__SUPPLIED TEXT__:
◆ ◆ ◆ ◆ ◆

Then if each person was optimizing for the counterfactual impact, they would all choose the first option, for a lower total impact. If they were optimizing for their Shapley value, they'd choose the second option.

Can we make a more general statement? Yes. Agents individually optimizing for cost-effectiveness in terms of Shapley value globally optimize for total cost-effectiveness.

Informal proof: Consider the case in which agents have constant budgets and can divide them between different projects as they like. Then, consider the case in which each $1 is an agent: projects with higher Shapley value per dollar get funded first, then those with less impact per dollar, etc. Total cost-effectiveness is maximized. Because of order indifference, both cases produce the same distribution of resources. Thus, agents individually optimizing for cost effectiveness in terms of Shapley-value globally optimize for total cost-effectiveness.

Note: Thinking in terms of marginal cost-effectiveness doesn't change this conclusion. Thinking in terms of time/units other than money probably doesn't change the conclusion.

## Am I bean counting?

I don't have a good answer to that question.

## Conclusion

The counterfactual impact function is well defined, but it fails to meet my expectations of what an impact function ought to do when considering scenarios with multiple stakeholders.

On the other hand, the Shapley value function flows from some very general and simple properties, and can deal with the examples in which the counterfactual function fails. Thus, instead of optimizing for counterfactual impact, it seems to me that optimizing for Shapley value is less wrong.

Finally, because the Shapley value is not pretty to calculate by hand, here is a calculator.

Question: Is there a scenario in which the Shapley value assigns impacts which are clearly nonsensical, but with which the counterfactual value, or a third function, deals correctly?

## Addendum: The Shapley value is not easily computable.

For large values the Shapley value will not be computationally tractable (but approximations might be pretty good), and work on the topic has been done in the area of interpreting machine learning results. See, for example:

This was a very simple example that we’ve been able to compute analytically, but these won’t be possible in real applications, in which we will need the approximated solution by the algorithm. Source: https://towardsdatascience.com/understanding-how-ime-shapley-values-explains-predictions-d75c0fceca5a

Or

The Shapley value requires a lot of computing time. In 99.9% of real-world problems, only the approximate solution is feasible. An exact computation of the Shapley value is computationally expensive because there are 2^k possible coalitions of the feature values and the “absence” of a feature has to be simulated by drawing random instances, which increases the variance for the estimate of the Shapley values estimation. The exponential number of the coalitions is dealt with by sampling coalitions and limiting the number of iterations M. Decreasing M reduces computation time, but increases the variance of the Shapley value. There is no good rule of thumb for the number of iterations M. M should be large enough to accurately estimate the Shapley values, but small enough to complete the computation in a reasonable time. It should be possible to choose M based on Chernoff bounds, but I have not seen any paper on doing this for Shapley values for machine learning predictions. Source: https://christophm.github.io/interpretable-ml-book/shapley.html#disadvantages-13

That being said, here is a nontrivial example:

### Foundations and projects.

Suppose that within the EA community, OpenPhilantropy, a foundation whose existence I appreciate, has the opportunity to fund 250 out of 500 projects every year. Say that you also have 10 smaller foundations: Foundation1,..., Foundation10, each of which can afford to fund 20 projects, that there aren't any more sources of funding, and that each project costs the same.

◆ ◆ ◆ ◆ ◆

__STORED DATA__:

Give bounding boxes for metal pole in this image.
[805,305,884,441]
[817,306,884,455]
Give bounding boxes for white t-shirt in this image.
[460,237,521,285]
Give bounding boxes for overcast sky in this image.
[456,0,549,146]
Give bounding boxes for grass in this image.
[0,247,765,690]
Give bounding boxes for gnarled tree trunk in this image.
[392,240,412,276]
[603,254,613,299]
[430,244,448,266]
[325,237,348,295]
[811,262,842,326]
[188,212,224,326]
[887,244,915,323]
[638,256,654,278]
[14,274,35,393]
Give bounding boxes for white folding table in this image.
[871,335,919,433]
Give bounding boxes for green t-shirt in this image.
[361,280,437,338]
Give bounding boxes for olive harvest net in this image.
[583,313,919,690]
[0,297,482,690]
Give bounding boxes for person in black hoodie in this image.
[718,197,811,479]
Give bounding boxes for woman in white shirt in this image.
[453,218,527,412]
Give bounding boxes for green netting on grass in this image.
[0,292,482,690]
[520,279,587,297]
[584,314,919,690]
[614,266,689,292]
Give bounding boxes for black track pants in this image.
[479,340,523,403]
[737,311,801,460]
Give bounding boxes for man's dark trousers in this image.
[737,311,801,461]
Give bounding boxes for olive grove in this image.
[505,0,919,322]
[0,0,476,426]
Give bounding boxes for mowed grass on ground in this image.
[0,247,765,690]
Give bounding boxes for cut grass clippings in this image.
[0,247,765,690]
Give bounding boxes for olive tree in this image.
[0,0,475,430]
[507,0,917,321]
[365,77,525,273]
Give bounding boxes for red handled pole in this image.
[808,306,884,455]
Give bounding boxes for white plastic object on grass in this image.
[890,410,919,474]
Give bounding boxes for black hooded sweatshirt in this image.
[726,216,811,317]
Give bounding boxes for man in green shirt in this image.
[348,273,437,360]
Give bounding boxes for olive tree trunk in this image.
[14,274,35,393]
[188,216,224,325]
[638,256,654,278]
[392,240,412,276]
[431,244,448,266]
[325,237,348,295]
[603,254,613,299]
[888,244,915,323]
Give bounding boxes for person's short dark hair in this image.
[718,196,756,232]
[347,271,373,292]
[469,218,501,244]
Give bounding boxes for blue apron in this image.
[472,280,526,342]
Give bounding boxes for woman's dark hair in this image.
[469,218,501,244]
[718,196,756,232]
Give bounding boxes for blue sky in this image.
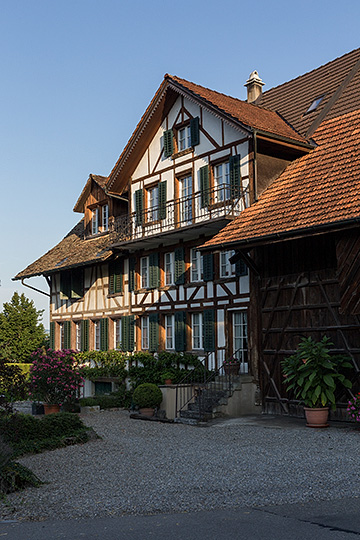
[0,0,360,327]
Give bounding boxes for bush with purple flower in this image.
[30,348,84,405]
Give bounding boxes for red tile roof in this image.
[205,110,360,253]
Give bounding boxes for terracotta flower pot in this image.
[304,407,329,428]
[44,403,60,414]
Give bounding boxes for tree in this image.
[0,292,46,362]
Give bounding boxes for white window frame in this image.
[140,257,149,289]
[213,161,231,202]
[94,321,101,351]
[164,251,175,285]
[147,185,159,222]
[114,318,121,349]
[220,250,236,278]
[191,312,204,351]
[91,208,99,234]
[232,310,249,373]
[177,124,191,152]
[165,315,175,351]
[141,315,149,350]
[101,204,109,232]
[190,248,204,282]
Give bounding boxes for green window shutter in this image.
[175,311,186,352]
[235,259,248,277]
[149,253,160,289]
[71,269,84,298]
[175,248,185,285]
[100,319,109,351]
[149,313,159,352]
[64,321,71,349]
[109,259,124,294]
[129,257,136,291]
[81,320,89,351]
[203,253,214,281]
[190,116,200,146]
[121,315,135,352]
[135,189,144,226]
[164,129,174,157]
[200,165,210,208]
[203,309,215,352]
[60,272,71,300]
[50,322,55,350]
[229,155,241,198]
[159,181,166,219]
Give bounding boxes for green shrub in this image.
[133,383,162,408]
[0,413,89,455]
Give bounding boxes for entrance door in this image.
[233,311,249,373]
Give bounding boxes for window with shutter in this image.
[199,165,210,208]
[203,309,216,352]
[50,322,55,350]
[81,320,89,351]
[109,259,124,294]
[64,321,71,349]
[175,311,186,352]
[164,129,174,157]
[203,253,214,281]
[149,313,159,352]
[100,319,109,351]
[129,257,136,291]
[149,253,160,289]
[190,116,200,146]
[175,248,185,285]
[159,181,166,219]
[229,155,241,199]
[134,189,144,227]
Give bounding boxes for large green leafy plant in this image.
[281,336,352,409]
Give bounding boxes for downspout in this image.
[21,278,51,298]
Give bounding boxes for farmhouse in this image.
[14,50,360,418]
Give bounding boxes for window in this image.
[179,174,192,222]
[214,161,231,202]
[191,249,204,281]
[140,257,149,289]
[165,252,174,285]
[101,204,109,232]
[220,250,235,277]
[233,311,248,373]
[191,313,203,350]
[141,317,149,349]
[165,315,175,350]
[94,321,101,351]
[177,124,191,152]
[114,319,121,349]
[147,186,159,221]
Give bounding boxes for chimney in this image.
[244,71,265,103]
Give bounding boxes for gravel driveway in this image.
[0,411,360,520]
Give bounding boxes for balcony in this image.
[110,186,250,249]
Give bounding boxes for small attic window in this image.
[305,94,325,114]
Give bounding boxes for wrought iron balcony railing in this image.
[110,186,250,243]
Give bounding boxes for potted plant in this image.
[30,348,83,414]
[223,356,240,376]
[133,383,162,416]
[281,336,352,427]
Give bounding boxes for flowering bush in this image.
[347,393,360,422]
[30,348,84,405]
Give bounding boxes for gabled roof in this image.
[203,110,360,253]
[74,174,108,213]
[107,74,308,194]
[256,49,360,137]
[13,219,112,280]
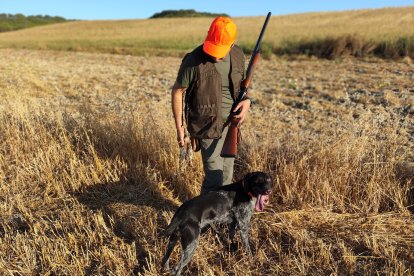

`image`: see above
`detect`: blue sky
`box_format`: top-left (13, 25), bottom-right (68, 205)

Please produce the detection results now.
top-left (0, 0), bottom-right (414, 20)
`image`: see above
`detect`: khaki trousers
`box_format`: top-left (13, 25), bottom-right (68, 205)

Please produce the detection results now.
top-left (200, 127), bottom-right (234, 193)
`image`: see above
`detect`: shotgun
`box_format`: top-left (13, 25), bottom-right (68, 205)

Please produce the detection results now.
top-left (220, 12), bottom-right (272, 157)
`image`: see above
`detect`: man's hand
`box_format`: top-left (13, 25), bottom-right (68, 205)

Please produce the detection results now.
top-left (233, 99), bottom-right (250, 126)
top-left (177, 126), bottom-right (185, 148)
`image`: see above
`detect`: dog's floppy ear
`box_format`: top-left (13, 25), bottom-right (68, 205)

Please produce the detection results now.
top-left (243, 172), bottom-right (256, 183)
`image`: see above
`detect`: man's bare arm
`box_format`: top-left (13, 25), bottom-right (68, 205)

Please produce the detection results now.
top-left (171, 82), bottom-right (186, 147)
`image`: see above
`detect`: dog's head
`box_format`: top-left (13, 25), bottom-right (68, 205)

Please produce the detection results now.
top-left (243, 172), bottom-right (273, 211)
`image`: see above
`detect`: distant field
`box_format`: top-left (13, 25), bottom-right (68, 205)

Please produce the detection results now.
top-left (0, 49), bottom-right (414, 276)
top-left (0, 7), bottom-right (414, 58)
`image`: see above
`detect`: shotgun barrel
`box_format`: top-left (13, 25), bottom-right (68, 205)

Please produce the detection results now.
top-left (220, 12), bottom-right (272, 157)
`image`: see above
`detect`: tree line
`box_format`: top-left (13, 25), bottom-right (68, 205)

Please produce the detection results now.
top-left (0, 13), bottom-right (68, 32)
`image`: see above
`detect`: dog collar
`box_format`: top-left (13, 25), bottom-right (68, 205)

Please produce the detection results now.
top-left (242, 179), bottom-right (256, 198)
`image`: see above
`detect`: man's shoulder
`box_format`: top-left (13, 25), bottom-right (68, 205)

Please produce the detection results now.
top-left (182, 45), bottom-right (202, 67)
top-left (231, 44), bottom-right (244, 57)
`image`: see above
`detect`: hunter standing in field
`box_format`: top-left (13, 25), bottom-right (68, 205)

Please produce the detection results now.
top-left (171, 17), bottom-right (250, 193)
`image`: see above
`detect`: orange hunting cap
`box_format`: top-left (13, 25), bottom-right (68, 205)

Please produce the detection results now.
top-left (203, 16), bottom-right (237, 58)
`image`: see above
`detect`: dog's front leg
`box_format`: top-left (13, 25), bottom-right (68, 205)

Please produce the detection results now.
top-left (236, 212), bottom-right (252, 254)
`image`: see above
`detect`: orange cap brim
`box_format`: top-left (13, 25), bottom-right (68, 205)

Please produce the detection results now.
top-left (203, 41), bottom-right (231, 58)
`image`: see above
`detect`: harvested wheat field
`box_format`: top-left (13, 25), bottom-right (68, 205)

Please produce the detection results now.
top-left (0, 49), bottom-right (414, 275)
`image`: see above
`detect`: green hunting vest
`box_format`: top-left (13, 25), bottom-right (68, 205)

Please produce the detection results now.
top-left (183, 45), bottom-right (244, 139)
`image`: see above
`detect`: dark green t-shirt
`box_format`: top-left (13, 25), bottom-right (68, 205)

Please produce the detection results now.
top-left (176, 54), bottom-right (233, 120)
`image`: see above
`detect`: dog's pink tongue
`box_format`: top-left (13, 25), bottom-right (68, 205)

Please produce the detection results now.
top-left (255, 195), bottom-right (269, 212)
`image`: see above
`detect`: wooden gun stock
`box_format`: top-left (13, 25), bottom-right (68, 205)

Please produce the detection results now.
top-left (220, 118), bottom-right (240, 157)
top-left (220, 12), bottom-right (271, 157)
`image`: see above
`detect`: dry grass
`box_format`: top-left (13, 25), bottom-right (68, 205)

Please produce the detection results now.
top-left (0, 7), bottom-right (414, 58)
top-left (0, 50), bottom-right (414, 275)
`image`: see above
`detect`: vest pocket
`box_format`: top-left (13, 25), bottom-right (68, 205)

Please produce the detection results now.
top-left (187, 103), bottom-right (220, 139)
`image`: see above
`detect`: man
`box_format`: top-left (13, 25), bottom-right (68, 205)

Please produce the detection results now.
top-left (171, 17), bottom-right (250, 193)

◆ ◆ ◆ ◆ ◆

__TASK REQUIREMENTS__:
**A.** Output the part of the passage on Shapley values from "On the other" to "is less wrong.", word for word.
**B.** Write the next part of the passage on Shapley values and counterfactual impact, picking up right after its final sentence.

__EXPECTED RESPONSES__:
**A.**
On the other hand, the Shapley value function flows from some very general and simple properties, and can deal with the examples in which the counterfactual function fails. Thus, instead of optimizing for counterfactual impact, it seems to me that optimizing for Shapley value is less wrong.

**B.**
On the other hand, we will also consider the situation in which OpenPhil is a monopoly. In the end, perhaps all these other foundations and centers might be founded by OpenPhilantropy themselves. Consider the assumption that OpenPhil has the opportunity to fund 450 projects out of 500, and that there are no other sources in the EA community.

Additionally, we could model the distribution of projects with respect to how much good they do in the world by ordering all projects from 1 to 500, and saying that:

- Impact1 of the k-th project = I1(k) = 0.99^k.
- Impact2 of the k-th project = I2(k) = 2/k^2 (a power law).

With that in mind, here are our results for the different assumptions. Power Index= Shapley(OP) / Total Impact

Monopoly? | Impact measure | Total Impact | Shapley(OP) | Power index |
---|---|---|---|---|

0 | I(k) = 0.99^k | 97.92 | 7.72 | 7.89% |

0 | I(k) = 2/k^2 | 3.29 | 0.028 | 0.86% |

1 | I(k) = 0.99^k | 97.92 | 48.96 | 50% |

1 | I(k) = 2/k^2 | 3.29 | 1.64 | 50% |

For a version of this table which has counterfactual impact as well, see here.

The above took some time, and required me to beat the formula for the Shapley value into being computationally tractable for this particular case (see here for some maths, which as far as I'm aware, are original, and here for some code).

While I think the Shapley value can be useful, there are clearly cases where the counterfactual value is superior for an agent deciding what to do. Derek Parfit clearly explains this in Five Mistakes in Moral Mathematics. He is arguing against the 'share of the total view' and but at least some of the arguments also apply to the Shapley value too (which is basically an improved version of 'share of the total'). In particular, the best things you have listed in favour of the Shapley value applied to making a moral decision correctly apply when you and others are all making the decision 'together'. If the others have already committed to their part in a decision, the counterfactual value approach looks better.

e.g. on your first example, if the other party has already paid their $1000 to P, you face a choice between creating 15 units of value by funding P or 10 units by funding the alternative. Simple application of Shapley value says you should do the action that creates 10 units, predictably making the world worse.

One might be able to get the best of both methods here if you treat cases like this where another agent has already committed to a known choice as part of the environment when calculating Shapley values. But you need to be clear about this. I consider this kind of approach to be a hybrid of the Shapley and counterfactual value approaches, with Shapley only being applied when the other agents' decisions are still 'live'. As another example, consider your first example and add the assumption that the other party hasn't yet decided, but that you know they love charity P and will donate to it for family reasons. In that case, the other party's decision, while not yet made, is not 'live' in the relevant sense and you should support P as well.

If you are going to pursue what the community could gain from considering Shapley values, then look into cases like this and subtleties of applying the Shapley value further — and do read that Parfit piece.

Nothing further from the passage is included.